Extract every line of the records below that contains the word "handle", copying each one in full. Case counts.

(Dataset records)
########

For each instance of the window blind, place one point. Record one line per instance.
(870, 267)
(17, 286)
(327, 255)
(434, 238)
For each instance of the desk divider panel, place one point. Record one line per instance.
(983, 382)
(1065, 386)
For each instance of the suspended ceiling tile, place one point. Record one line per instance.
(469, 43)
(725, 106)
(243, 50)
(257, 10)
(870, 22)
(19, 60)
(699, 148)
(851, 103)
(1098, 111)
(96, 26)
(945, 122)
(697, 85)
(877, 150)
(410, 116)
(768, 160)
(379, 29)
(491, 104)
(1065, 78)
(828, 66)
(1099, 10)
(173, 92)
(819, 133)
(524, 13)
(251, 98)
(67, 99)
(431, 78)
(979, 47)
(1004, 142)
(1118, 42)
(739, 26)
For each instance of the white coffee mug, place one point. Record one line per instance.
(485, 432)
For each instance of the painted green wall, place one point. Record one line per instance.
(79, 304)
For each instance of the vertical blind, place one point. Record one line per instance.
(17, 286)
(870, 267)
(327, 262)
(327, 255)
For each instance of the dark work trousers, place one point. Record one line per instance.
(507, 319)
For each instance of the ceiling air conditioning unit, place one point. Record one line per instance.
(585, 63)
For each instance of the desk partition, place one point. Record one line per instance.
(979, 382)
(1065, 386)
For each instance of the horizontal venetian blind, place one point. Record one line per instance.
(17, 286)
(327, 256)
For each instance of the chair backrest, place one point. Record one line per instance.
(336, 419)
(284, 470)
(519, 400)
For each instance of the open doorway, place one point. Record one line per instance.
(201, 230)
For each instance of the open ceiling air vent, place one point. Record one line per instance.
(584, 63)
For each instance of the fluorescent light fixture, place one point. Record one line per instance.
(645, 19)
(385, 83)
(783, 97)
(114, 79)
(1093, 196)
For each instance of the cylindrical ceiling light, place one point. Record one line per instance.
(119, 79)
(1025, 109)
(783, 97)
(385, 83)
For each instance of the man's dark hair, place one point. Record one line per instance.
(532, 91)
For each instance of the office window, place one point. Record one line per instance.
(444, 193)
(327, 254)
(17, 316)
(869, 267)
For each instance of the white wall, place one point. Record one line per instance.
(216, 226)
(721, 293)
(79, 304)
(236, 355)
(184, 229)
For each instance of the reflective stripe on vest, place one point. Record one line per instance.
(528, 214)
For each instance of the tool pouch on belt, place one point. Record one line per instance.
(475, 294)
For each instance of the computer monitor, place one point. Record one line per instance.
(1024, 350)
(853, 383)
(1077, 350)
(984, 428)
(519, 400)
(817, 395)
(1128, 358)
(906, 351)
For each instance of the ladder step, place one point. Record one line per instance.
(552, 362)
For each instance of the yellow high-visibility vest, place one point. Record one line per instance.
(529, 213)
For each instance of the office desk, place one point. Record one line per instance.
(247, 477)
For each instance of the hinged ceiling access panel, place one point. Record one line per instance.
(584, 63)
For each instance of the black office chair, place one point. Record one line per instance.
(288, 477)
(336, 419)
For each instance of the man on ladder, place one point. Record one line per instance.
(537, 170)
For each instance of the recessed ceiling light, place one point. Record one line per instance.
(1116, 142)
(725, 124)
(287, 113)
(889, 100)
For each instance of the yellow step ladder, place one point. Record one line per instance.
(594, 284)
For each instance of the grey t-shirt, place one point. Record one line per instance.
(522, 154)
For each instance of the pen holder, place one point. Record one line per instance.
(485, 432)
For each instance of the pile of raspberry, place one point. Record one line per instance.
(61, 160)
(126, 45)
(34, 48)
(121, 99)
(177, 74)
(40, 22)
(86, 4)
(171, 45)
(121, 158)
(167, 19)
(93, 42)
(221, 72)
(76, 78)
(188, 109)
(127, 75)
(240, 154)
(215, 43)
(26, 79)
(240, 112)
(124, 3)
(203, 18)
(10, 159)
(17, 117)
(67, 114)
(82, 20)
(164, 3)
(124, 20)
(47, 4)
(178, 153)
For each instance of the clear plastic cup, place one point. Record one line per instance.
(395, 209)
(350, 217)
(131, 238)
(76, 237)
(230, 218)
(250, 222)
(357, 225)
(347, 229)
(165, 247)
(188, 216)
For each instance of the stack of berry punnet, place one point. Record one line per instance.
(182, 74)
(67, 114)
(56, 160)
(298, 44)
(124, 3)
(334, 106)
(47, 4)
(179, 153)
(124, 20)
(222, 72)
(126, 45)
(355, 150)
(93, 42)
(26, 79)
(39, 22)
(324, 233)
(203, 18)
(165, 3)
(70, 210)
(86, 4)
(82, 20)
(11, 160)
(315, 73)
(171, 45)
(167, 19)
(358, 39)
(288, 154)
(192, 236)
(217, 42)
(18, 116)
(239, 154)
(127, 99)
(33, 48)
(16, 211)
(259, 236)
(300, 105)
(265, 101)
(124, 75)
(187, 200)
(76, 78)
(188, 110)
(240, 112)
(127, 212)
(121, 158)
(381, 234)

########

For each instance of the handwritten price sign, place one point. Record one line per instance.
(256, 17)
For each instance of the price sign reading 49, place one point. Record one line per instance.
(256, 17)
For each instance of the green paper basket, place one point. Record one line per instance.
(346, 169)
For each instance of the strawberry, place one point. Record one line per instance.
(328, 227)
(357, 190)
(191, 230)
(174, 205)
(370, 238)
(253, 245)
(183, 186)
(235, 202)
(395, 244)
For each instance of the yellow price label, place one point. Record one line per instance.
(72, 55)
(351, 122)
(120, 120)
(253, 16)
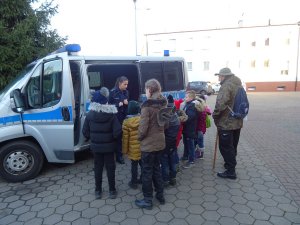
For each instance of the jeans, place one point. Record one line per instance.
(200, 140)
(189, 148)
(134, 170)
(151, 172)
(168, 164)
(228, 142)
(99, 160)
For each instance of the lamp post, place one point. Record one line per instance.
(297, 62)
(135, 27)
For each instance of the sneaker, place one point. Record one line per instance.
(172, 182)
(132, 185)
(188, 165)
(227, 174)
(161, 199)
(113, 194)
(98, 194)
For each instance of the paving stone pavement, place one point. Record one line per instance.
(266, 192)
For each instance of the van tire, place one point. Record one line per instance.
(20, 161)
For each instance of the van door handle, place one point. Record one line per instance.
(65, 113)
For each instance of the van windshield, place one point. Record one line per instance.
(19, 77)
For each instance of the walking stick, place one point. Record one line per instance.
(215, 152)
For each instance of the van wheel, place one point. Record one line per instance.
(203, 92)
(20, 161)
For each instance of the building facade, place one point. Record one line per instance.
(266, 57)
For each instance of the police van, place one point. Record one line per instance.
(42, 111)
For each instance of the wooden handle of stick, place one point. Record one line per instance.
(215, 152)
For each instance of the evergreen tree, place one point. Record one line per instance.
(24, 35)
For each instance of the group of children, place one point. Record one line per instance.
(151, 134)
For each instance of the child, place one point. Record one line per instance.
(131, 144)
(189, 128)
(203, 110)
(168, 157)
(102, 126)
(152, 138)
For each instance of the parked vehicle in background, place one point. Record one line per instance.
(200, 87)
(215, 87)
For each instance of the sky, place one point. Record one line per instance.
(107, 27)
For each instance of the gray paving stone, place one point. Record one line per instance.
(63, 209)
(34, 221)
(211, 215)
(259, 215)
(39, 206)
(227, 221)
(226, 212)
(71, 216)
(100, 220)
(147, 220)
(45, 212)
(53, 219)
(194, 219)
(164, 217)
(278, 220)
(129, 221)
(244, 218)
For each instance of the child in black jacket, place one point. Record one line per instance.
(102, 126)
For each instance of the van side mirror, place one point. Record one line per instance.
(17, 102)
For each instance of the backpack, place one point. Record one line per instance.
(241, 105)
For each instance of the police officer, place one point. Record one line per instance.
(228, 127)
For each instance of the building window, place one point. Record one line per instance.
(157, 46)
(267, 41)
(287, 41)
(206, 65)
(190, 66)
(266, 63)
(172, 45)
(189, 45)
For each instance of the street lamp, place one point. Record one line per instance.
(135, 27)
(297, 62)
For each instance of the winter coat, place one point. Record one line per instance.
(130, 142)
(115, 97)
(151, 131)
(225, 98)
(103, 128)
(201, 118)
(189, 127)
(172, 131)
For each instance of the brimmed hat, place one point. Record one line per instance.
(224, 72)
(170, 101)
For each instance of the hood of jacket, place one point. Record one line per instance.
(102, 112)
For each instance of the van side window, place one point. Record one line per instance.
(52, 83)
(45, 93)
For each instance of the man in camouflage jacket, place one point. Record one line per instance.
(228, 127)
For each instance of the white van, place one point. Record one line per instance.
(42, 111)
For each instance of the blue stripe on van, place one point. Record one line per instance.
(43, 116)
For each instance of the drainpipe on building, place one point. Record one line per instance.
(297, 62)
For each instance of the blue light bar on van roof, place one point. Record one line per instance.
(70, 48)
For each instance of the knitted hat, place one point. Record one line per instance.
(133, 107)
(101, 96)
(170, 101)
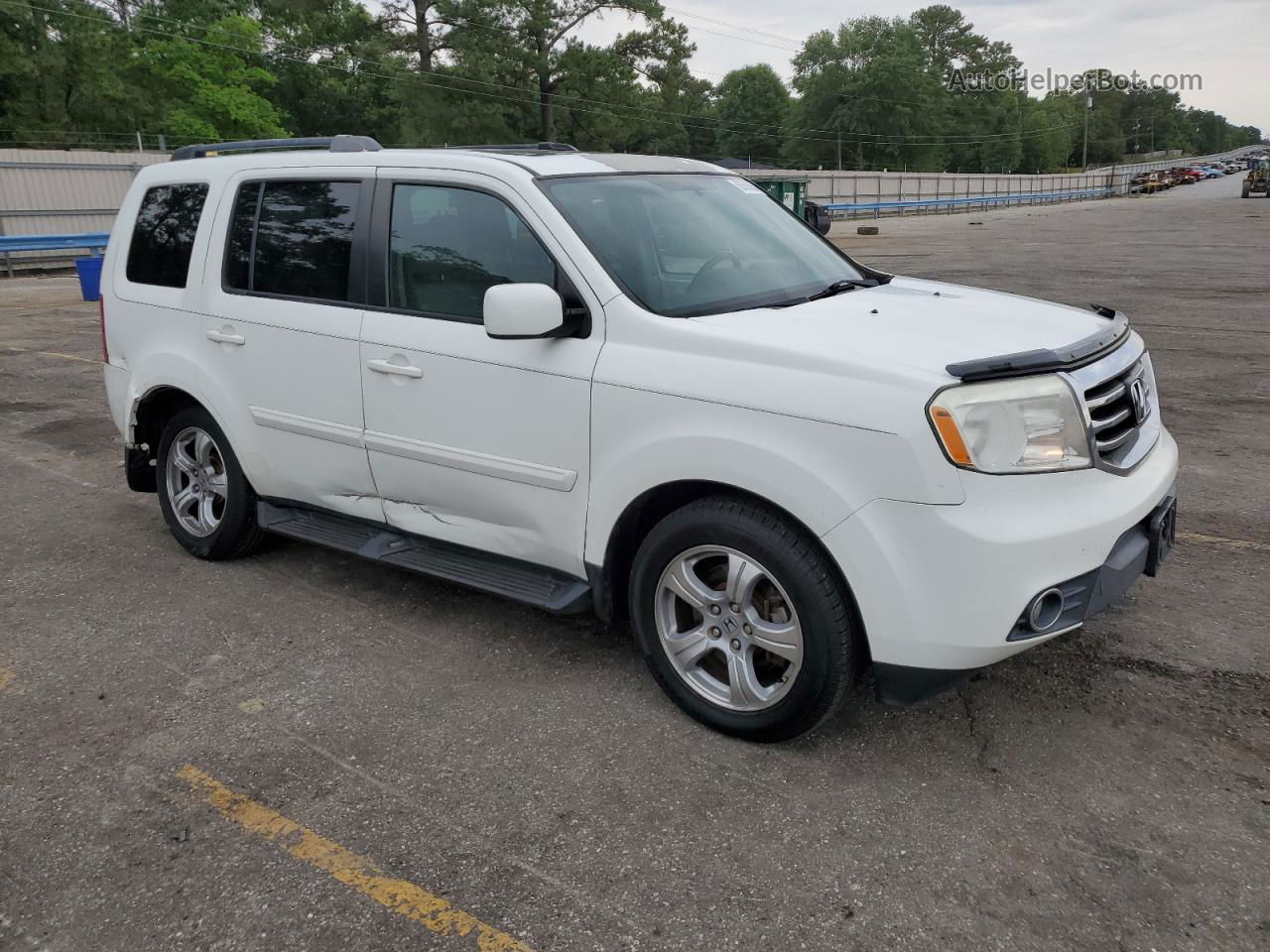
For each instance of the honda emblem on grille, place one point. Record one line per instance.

########

=== Finished answer ===
For each instance of the van door handle, place one point. Record one line per instance.
For each instance of the wooden handle of stick, place one point. Record one line per instance.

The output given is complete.